■ **GOAL OF THE EXERCISE**: Look through the records and report how many lines include the word "wooden", with no other words.

[Stored data]
BEGIN

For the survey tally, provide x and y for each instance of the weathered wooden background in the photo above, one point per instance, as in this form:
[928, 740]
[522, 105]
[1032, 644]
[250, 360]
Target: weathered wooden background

END

■ **EXERCISE RESULT**: 2